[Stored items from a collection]
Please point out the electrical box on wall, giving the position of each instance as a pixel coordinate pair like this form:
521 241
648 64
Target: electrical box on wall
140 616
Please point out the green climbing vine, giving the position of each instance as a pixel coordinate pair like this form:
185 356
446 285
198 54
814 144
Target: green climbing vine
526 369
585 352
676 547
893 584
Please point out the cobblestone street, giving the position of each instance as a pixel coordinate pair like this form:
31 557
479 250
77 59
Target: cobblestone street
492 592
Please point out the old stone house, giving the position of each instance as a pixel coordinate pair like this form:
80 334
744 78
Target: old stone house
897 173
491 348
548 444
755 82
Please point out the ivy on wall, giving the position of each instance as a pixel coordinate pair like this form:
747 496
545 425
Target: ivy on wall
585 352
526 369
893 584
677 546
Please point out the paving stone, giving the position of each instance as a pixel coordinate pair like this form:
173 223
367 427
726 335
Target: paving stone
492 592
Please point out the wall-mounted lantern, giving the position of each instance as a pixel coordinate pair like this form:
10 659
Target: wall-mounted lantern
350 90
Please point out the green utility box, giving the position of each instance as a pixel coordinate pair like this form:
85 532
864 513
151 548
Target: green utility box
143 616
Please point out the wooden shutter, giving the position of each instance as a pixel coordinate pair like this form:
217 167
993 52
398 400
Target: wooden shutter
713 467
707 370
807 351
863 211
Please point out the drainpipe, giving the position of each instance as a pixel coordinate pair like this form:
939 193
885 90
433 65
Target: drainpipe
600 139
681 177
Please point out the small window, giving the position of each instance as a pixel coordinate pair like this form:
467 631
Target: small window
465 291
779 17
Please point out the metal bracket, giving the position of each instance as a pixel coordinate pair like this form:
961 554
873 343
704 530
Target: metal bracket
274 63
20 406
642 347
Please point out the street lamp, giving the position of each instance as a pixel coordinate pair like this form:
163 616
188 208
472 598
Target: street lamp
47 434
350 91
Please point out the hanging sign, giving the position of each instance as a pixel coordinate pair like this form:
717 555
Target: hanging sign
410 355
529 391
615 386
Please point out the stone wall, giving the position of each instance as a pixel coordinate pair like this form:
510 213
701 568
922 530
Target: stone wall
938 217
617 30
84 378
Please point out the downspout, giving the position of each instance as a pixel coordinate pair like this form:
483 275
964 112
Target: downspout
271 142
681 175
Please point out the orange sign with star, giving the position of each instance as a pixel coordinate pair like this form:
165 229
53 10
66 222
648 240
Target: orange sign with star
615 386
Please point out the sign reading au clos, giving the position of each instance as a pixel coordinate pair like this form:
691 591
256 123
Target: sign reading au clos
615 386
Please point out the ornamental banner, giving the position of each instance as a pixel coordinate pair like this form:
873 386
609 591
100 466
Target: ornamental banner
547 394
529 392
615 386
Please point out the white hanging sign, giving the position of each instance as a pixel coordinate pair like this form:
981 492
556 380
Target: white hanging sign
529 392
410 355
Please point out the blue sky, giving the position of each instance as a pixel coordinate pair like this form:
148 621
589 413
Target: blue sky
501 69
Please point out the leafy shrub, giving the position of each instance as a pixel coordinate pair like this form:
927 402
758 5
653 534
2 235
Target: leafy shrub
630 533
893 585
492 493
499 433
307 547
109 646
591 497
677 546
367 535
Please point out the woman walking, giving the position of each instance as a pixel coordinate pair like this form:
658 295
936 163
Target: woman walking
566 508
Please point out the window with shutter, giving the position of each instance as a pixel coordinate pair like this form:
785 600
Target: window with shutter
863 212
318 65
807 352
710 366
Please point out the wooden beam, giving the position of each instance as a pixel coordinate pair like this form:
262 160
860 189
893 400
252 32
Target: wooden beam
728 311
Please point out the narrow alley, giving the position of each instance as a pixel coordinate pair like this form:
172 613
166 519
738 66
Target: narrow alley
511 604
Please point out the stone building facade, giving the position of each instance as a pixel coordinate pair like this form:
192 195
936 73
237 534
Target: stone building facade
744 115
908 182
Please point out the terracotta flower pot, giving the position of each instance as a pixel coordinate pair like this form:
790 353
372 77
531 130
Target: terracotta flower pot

Work to be completed: Find how many lines in the entries above have the string "flower" and report only that number.

Exercise response: 2